**STATED PROBLEM**
Reproduce the stretch of the court opinion on summary judgment from "Western Surety and" through "Western Surety's motion." word for word.

**DOCUMENT SEGMENT**
══════════════════════════════

Western Surety and Defendants James B. Clark and Sally L. Clark have moved for summary judgment. The Court will first address certain arguments in Mr. and Mrs. Clark's motion, and will then address Western Surety's motion.

A. Mr. and Mrs. Clark's Summary Judgment Motion

Mr. and Mrs. Clark move the Court for summary judgment on the following bases. First, they assert that summary judgment is appropriate in their favor because Western Surety failed to consult with them personally before settling and paying claims against Rock Branch's bond. They again argue that the West Virginia Supreme Court's holding in McNamara required the Plaintiff to consult with both Rock Branch and each individual indemnitor. Secondly, they argue the GAI is unenforceable due to a lack of meeting of the minds. Mr. and Mrs. Clark assert that they never intended to enter into a contract that would extend into the future when they signed the GAI, and therefore, no meeting of the minds occurred to make the contract enforceable. Finally, they argue that the GAI is also unenforceable because it is procedurally and substantively unconscionable. Mr. and Mrs. Clark assert that the GAI left them with no rights, that they received no personal benefit from it, and that their lack of alternatives made the GAI procedurally unconscionable. They, therefore, assert that the GAI is unenforceable.

The Plaintiff counters that it extensively consulted with Rock Branch, as stated in its motion for summary judgment, and that it had no duty to consult with every individual indemnitor, especially given that the individual indemnitors were officers of the company when the agreement was signed. The Plaintiff further counters that there was a meeting of the minds. The Plaintiff argues that both Mr. and Mrs. Clark were mature parties, and their deposition testimony reflects they understood what it meant to sign an indemnification agreement and why it was necessary. Finally, the Plaintiff asserts that the GAI was neither procedurally nor substantively unconscionable. The Plaintiff argues that both Mr. and Mrs. Clark were officers of a very large and profitable mechanical subcontracting firm and were given the opportunity to read and understand the GAI before signing it. Further, the Fourth Circuit and this Court have upheld indemnification agreements nearly identical to this one, according to the Plaintiff. Thus, the Plaintiff asserts that the GAI is enforceable, or that genuine issues of material fact arise such that summary judgment in favor of the Defendants should be denied.

With respect to Mr. and Mrs. Clark's first argument, that the Plaintiff owed them a good-faith duty to consult before settling claims, the Court resolved this matter in its Memorandum Opinion and Order (Document 96) regarding the Plaintiff's motion to dismiss counterclaims. The Court incorporates herein the reasoning and findings relative to this issue from the prior opinion, and no further discussion is necessary here.

══════════════════════════════

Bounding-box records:
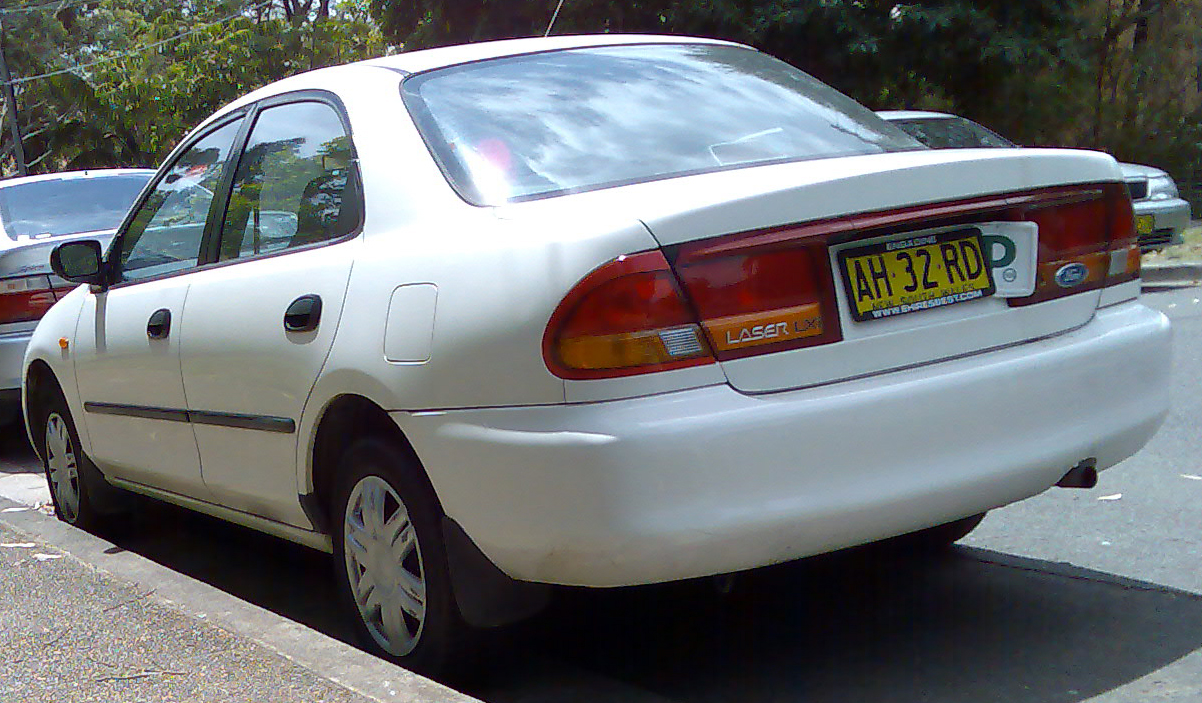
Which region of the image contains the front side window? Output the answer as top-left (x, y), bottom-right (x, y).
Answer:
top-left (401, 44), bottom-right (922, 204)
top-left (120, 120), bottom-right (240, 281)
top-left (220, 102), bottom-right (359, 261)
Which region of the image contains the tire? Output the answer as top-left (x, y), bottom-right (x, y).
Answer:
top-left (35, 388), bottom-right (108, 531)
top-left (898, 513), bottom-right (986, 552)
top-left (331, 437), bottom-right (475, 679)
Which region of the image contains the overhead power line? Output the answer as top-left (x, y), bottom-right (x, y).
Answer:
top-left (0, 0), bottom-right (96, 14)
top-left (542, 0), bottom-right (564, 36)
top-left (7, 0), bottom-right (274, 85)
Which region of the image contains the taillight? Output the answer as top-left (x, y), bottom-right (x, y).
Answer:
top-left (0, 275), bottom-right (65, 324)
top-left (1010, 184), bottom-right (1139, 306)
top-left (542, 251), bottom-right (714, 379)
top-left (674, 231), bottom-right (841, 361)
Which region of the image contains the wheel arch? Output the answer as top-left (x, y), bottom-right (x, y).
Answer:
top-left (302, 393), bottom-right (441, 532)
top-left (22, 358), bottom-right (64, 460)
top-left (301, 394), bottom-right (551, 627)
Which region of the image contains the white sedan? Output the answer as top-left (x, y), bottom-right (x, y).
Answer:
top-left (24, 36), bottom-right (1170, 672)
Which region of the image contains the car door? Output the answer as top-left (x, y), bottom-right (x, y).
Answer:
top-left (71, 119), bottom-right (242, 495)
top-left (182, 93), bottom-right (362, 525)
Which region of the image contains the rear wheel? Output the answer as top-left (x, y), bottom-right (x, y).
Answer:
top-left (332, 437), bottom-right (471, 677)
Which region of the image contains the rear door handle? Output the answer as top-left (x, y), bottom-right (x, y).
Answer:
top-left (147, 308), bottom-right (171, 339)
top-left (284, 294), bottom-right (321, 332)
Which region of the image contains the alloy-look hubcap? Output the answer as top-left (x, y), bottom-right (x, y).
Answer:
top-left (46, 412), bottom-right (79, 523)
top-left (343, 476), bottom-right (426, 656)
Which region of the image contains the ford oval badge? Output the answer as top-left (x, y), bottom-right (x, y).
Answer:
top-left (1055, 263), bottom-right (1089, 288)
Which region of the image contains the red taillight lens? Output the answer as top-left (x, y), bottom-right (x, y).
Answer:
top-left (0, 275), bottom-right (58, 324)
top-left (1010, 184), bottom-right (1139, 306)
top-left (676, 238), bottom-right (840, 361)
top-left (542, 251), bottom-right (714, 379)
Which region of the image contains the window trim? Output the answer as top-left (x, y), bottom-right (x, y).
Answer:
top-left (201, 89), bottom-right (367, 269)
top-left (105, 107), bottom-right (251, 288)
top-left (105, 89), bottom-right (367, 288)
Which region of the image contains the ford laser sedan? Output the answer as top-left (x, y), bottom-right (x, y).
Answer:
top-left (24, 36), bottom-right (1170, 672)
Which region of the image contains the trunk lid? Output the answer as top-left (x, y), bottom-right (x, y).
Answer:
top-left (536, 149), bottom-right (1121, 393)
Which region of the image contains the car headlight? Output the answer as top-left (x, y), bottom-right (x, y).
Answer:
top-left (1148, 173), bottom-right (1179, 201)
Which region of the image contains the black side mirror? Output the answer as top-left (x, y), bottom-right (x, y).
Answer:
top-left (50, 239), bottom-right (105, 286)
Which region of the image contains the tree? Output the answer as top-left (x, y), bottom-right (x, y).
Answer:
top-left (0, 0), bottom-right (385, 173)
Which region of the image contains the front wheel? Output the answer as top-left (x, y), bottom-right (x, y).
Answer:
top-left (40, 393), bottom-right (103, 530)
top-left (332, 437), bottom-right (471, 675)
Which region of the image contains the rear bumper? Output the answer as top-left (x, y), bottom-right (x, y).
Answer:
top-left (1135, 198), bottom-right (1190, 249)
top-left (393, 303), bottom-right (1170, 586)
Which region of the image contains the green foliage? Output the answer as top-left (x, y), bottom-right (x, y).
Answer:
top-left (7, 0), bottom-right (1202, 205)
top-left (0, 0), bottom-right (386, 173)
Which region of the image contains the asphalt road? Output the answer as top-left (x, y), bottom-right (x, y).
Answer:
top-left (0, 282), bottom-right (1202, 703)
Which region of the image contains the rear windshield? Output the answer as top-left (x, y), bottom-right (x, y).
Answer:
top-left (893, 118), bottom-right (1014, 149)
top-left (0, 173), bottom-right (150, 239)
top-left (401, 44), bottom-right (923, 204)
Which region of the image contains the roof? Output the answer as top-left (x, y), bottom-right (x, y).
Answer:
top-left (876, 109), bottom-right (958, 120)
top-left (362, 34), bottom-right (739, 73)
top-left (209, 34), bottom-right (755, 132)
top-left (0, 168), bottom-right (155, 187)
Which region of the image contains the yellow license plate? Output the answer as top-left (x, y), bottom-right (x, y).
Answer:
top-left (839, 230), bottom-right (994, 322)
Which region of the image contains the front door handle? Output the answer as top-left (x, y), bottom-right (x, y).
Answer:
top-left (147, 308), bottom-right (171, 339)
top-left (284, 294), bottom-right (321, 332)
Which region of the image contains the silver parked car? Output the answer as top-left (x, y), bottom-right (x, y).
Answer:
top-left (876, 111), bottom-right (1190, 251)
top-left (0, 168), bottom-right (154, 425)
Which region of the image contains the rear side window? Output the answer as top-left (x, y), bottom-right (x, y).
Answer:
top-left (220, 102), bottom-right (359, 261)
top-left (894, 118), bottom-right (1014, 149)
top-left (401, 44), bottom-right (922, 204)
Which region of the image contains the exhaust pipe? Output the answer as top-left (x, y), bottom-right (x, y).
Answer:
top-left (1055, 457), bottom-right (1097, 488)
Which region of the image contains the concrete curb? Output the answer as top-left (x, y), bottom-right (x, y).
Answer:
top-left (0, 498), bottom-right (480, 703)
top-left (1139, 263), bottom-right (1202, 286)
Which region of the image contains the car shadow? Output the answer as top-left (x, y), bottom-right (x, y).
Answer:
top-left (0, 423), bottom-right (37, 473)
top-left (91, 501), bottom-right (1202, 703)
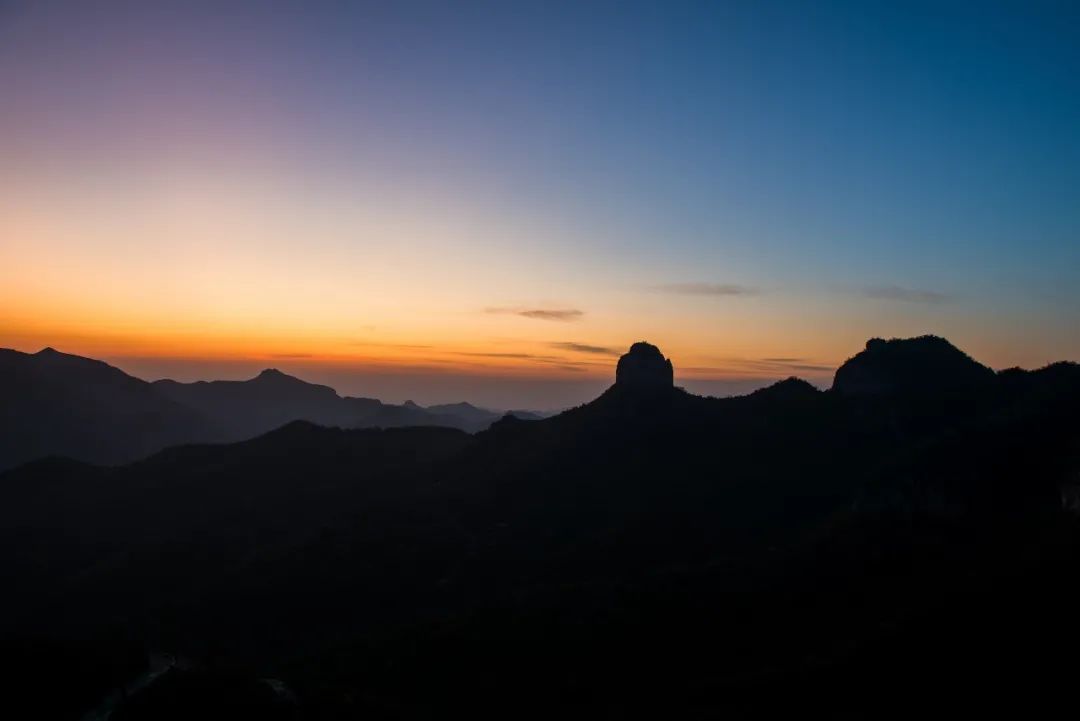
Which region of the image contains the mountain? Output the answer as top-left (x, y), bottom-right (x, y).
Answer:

══════════════════════════════

**THE RESPONSE**
Western Surety and Defendants James B. Clark and Sally L. Clark have moved for summary judgment. The Court will first address certain arguments in Mr. and Mrs. Clark's motion, and will then address Western Surety's motion.